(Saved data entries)

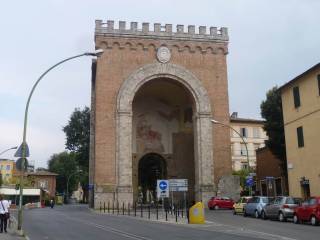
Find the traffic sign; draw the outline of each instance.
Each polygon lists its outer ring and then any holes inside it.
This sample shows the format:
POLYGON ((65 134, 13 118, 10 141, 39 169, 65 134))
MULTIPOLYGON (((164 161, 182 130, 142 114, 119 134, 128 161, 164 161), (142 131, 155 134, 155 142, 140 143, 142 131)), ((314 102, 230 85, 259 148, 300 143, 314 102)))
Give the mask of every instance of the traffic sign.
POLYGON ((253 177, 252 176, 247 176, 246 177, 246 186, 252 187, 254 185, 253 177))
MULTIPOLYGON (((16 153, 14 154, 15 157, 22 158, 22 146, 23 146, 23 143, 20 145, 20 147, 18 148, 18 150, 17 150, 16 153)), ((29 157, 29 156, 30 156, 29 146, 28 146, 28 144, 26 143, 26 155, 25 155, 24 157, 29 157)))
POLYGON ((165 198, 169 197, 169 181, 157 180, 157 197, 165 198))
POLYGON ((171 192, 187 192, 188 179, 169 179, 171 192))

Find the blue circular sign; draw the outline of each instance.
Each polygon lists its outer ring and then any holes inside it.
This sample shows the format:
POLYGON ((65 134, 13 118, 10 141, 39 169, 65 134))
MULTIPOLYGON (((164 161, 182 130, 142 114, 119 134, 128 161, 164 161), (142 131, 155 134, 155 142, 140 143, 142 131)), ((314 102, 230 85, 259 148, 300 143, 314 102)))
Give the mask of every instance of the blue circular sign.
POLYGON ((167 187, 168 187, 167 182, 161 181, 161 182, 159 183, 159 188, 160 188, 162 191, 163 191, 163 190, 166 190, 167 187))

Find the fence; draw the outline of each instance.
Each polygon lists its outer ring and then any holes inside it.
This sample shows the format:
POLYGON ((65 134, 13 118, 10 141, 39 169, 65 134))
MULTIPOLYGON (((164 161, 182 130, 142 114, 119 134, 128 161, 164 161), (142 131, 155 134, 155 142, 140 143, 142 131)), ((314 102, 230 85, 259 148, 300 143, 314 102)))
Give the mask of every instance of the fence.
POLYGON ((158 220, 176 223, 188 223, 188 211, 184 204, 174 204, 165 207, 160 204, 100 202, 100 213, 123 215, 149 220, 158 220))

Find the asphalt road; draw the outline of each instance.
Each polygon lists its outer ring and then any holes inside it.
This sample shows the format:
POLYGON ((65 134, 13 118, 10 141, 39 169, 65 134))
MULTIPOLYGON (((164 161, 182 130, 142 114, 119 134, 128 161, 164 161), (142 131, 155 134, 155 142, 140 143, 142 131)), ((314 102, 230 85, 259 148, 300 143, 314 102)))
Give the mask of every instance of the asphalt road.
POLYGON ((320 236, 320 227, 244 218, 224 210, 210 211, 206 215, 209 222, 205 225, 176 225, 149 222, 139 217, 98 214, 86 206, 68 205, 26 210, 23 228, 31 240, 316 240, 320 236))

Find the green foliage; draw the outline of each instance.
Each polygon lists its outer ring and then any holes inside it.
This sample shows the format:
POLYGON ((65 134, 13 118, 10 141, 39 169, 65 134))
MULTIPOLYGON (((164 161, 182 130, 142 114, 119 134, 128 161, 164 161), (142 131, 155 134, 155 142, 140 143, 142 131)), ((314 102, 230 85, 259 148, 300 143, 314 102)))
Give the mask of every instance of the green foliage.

--

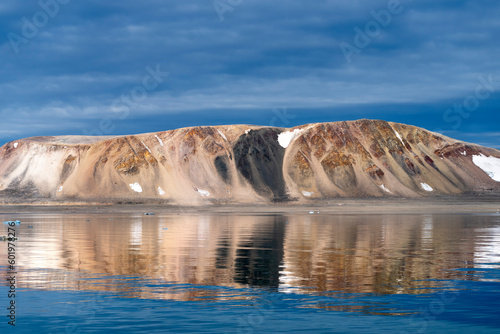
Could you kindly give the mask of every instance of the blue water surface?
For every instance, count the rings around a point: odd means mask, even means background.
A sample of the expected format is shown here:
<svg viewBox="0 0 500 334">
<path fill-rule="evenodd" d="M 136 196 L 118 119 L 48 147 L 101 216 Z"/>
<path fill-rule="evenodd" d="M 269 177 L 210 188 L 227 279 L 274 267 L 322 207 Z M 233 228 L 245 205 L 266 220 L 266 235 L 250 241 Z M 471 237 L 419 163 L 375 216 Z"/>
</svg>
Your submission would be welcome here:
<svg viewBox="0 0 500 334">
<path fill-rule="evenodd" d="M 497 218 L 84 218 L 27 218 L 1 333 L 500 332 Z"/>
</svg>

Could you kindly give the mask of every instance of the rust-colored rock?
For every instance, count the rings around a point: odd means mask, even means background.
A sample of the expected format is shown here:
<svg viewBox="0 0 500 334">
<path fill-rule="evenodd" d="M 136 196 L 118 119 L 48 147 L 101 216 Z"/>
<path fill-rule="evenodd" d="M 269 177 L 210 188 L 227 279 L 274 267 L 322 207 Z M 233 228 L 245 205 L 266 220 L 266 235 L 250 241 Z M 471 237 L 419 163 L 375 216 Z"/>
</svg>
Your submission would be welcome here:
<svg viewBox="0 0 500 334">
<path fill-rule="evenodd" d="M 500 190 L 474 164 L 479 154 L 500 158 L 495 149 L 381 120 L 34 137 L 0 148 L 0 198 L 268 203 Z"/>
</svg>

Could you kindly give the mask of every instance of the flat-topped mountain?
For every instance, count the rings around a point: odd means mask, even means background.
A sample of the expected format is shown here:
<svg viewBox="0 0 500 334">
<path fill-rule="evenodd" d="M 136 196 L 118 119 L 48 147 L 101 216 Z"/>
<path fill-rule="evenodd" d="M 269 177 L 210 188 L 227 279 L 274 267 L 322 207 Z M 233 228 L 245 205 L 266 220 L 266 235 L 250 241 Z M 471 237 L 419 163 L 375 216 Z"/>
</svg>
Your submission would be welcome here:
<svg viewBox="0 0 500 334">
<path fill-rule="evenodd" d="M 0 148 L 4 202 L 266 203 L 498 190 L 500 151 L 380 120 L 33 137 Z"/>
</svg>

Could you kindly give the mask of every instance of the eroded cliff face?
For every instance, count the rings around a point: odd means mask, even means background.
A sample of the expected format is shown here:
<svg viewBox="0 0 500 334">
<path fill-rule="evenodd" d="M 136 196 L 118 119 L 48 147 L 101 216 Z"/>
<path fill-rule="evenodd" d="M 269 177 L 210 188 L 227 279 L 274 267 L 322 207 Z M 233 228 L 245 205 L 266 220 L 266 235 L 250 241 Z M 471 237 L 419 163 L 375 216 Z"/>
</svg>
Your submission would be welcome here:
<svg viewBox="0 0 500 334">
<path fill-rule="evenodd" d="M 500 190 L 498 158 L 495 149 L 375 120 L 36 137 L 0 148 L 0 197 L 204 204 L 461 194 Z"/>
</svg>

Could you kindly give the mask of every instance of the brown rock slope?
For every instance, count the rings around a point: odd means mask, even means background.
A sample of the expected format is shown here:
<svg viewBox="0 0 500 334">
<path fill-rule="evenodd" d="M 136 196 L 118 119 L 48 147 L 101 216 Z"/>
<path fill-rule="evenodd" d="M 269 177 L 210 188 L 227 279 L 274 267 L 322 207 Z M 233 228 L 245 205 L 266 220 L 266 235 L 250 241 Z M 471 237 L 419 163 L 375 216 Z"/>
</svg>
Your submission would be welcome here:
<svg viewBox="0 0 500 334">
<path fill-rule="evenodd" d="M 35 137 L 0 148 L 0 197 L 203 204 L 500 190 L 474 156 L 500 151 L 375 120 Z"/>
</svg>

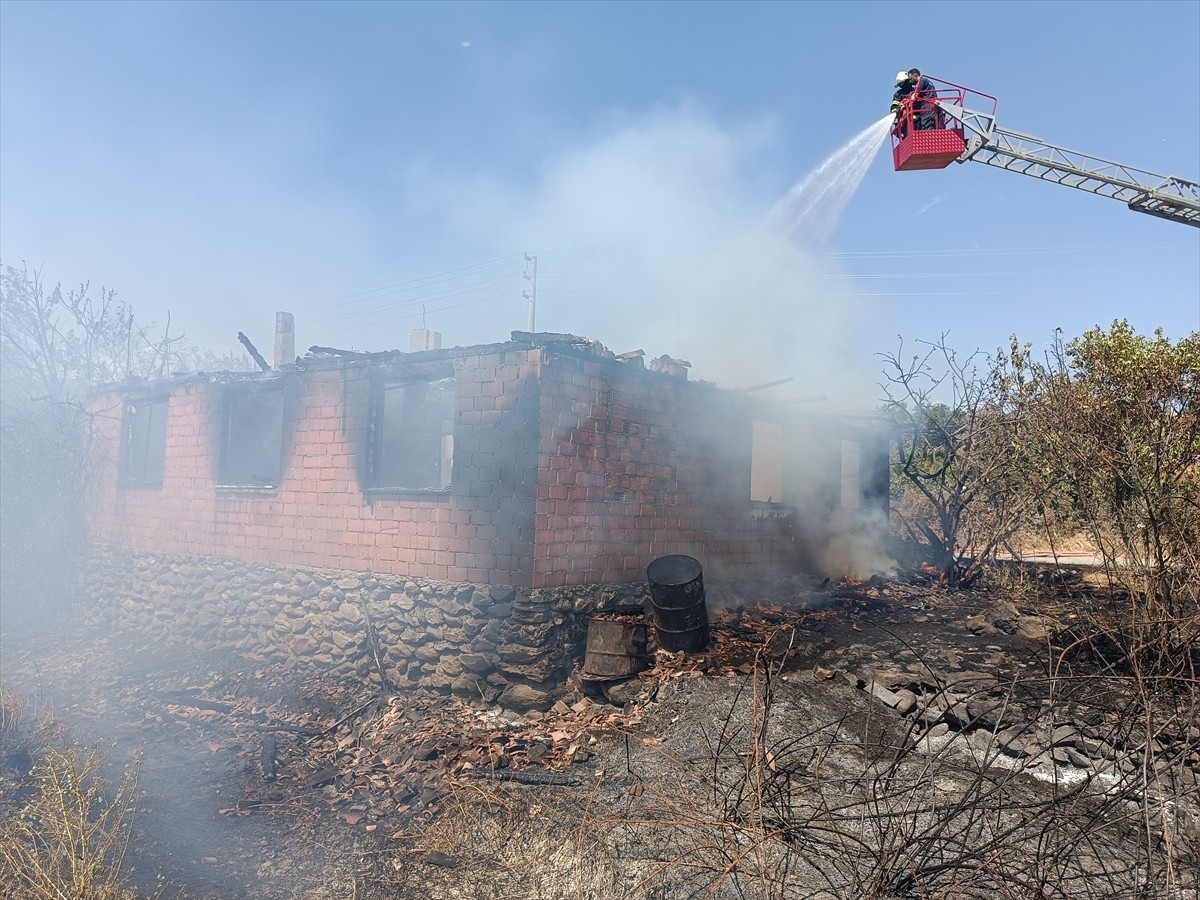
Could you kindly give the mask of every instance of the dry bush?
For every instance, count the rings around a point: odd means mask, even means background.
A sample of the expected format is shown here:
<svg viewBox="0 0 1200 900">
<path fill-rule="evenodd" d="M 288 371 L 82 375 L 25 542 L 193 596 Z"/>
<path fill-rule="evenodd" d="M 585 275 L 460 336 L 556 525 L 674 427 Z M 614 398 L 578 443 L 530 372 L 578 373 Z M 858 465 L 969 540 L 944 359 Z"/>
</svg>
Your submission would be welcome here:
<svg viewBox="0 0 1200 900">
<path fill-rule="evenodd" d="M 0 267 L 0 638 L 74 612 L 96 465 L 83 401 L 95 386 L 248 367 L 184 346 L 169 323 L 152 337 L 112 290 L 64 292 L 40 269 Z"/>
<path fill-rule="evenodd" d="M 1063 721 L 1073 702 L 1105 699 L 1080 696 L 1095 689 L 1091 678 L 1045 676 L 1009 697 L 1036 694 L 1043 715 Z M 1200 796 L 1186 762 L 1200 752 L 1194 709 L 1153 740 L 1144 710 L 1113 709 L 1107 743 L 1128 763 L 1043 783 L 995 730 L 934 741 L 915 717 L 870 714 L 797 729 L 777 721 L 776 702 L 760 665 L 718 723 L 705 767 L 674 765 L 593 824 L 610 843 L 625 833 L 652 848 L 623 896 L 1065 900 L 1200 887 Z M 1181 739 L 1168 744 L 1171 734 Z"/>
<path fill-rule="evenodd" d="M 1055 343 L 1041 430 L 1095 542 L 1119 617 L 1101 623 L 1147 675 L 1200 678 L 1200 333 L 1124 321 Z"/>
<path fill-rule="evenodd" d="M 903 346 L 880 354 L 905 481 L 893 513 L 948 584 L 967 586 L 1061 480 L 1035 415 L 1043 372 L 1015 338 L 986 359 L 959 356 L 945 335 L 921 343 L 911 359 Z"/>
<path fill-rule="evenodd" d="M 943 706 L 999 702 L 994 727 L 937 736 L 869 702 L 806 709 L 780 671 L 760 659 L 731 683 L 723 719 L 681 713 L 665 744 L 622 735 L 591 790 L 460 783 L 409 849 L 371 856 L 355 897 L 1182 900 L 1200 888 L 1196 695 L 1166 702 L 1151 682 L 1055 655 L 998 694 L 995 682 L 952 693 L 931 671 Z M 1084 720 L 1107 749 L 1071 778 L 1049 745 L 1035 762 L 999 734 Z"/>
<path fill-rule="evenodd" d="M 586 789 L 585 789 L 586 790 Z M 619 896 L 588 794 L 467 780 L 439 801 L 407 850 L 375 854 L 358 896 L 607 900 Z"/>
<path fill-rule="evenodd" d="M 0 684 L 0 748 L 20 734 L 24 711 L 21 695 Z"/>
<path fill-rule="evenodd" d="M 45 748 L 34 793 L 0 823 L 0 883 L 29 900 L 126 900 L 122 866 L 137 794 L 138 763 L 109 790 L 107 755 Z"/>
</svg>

* * *

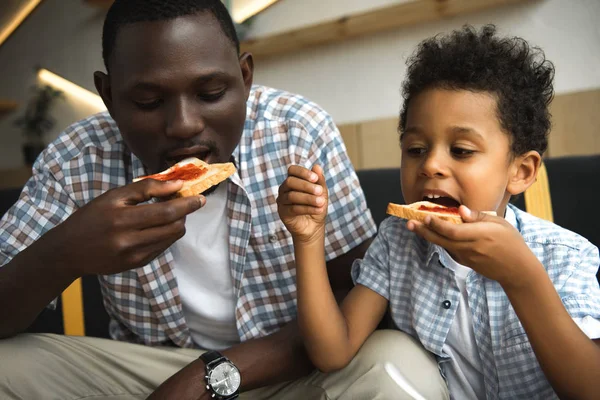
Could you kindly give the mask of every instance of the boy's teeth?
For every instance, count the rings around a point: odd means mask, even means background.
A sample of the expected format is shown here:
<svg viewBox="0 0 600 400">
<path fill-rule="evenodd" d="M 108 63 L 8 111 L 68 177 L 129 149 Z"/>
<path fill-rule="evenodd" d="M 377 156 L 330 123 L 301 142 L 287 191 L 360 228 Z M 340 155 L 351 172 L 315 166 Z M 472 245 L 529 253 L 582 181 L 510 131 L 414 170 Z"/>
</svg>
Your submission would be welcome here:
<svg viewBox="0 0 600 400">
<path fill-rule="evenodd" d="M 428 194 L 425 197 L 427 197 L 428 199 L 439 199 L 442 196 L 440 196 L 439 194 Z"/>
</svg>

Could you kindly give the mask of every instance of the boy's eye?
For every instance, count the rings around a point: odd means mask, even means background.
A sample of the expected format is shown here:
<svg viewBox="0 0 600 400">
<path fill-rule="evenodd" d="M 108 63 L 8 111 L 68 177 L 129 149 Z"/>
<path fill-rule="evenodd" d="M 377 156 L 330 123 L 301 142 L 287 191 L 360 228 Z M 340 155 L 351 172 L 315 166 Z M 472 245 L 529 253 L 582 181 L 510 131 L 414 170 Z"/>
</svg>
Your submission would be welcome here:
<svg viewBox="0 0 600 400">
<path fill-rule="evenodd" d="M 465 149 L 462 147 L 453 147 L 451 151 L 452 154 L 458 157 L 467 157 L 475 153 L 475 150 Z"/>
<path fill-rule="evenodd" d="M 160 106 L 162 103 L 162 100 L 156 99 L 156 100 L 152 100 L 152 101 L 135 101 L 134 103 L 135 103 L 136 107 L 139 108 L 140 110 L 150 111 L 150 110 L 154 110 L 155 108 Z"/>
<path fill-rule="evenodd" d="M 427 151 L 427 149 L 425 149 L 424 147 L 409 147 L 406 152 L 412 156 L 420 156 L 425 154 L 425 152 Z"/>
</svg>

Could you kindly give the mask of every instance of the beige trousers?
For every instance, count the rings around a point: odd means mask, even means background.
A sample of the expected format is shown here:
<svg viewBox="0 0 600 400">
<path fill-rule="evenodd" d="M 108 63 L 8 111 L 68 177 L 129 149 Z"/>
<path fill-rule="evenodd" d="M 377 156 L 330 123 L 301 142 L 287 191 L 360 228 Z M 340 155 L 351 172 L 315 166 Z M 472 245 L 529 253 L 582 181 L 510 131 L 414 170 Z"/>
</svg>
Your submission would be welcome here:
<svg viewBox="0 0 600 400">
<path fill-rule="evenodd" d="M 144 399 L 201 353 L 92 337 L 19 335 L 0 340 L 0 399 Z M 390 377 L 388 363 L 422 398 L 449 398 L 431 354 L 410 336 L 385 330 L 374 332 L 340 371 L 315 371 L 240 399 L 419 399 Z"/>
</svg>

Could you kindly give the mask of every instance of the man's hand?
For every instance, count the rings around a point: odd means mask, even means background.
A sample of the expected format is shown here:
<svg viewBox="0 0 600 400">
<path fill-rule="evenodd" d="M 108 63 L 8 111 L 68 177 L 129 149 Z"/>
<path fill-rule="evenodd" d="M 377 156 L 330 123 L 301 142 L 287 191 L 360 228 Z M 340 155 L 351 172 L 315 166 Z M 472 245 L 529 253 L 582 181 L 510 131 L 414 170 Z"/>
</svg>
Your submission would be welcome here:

- [Work task] Scanning the data above, copy out every line where "foliage" is found.

- [Response]
Find the green foliage; draw the outline of each instance.
Give the mask of every instance of the green foliage.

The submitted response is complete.